Aim of the task -> Render each line of the items below as a JSON list of strings, with one string per line and blank lines omitted. Leave the pictures out of the answer.

Stored data entries ->
------------------------------------
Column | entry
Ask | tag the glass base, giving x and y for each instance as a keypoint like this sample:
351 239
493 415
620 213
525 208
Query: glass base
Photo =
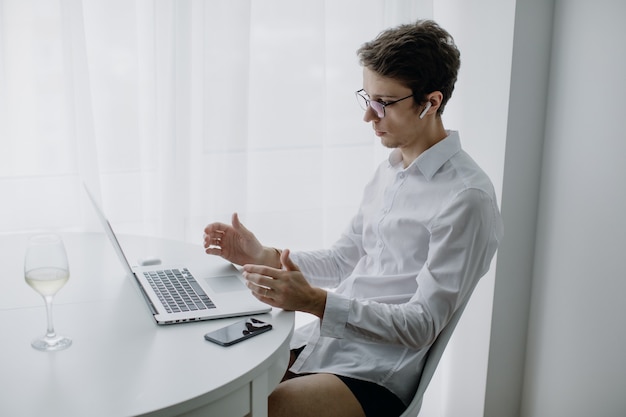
------------------------------------
Reply ->
[
  "Column | entry",
  "Ask | tag the glass base, giving x and y for each instance as a keypoint like this sample:",
  "351 239",
  "493 415",
  "620 213",
  "525 208",
  "Query: glass base",
  "Photo ="
]